## GIVEN PROBLEM
Gather every line below that contains the string "armrest", and copy each such line in full. Matching is case-sensitive.

## SUPPLIED MATERIAL
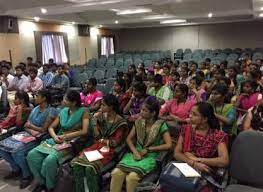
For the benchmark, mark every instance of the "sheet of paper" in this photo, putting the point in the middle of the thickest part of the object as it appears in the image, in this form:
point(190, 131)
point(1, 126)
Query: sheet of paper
point(93, 155)
point(187, 170)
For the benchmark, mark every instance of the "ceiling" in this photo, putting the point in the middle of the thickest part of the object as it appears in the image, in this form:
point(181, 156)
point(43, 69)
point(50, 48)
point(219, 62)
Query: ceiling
point(99, 12)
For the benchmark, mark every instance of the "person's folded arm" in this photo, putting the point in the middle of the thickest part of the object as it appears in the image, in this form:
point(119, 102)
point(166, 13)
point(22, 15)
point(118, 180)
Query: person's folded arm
point(221, 161)
point(82, 132)
point(178, 153)
point(130, 141)
point(167, 143)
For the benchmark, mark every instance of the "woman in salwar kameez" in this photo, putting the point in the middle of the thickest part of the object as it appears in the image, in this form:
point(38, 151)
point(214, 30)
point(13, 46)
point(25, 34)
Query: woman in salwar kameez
point(151, 136)
point(17, 114)
point(45, 159)
point(15, 151)
point(109, 131)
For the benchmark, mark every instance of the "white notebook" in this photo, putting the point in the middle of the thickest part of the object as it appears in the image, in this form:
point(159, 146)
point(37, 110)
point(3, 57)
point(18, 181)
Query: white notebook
point(93, 155)
point(187, 170)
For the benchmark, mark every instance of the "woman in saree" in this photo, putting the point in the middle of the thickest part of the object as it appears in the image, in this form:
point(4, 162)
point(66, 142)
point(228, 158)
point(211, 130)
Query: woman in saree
point(44, 160)
point(226, 113)
point(14, 151)
point(203, 147)
point(18, 113)
point(109, 131)
point(176, 111)
point(150, 136)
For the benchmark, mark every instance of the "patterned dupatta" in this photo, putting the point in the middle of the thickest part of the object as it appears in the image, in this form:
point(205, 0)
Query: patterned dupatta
point(70, 122)
point(147, 138)
point(202, 146)
point(108, 129)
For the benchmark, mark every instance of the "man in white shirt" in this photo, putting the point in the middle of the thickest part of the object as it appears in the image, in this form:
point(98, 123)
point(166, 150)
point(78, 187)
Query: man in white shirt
point(6, 78)
point(20, 80)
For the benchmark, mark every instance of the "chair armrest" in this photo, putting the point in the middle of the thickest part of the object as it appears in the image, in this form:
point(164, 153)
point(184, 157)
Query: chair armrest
point(76, 144)
point(221, 183)
point(162, 158)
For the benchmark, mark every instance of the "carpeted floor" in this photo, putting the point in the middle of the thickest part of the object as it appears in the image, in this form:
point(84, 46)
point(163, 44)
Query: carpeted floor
point(10, 185)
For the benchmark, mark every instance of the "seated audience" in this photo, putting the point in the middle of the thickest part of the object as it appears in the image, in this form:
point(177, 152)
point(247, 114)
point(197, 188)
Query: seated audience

## ANSWER TO THIS TASK
For the benchmark, mark every instance of the "chair armrest" in this photo, putting the point in the middle of the thickest part of the object as it appears in the image, in this form:
Query: chair armrest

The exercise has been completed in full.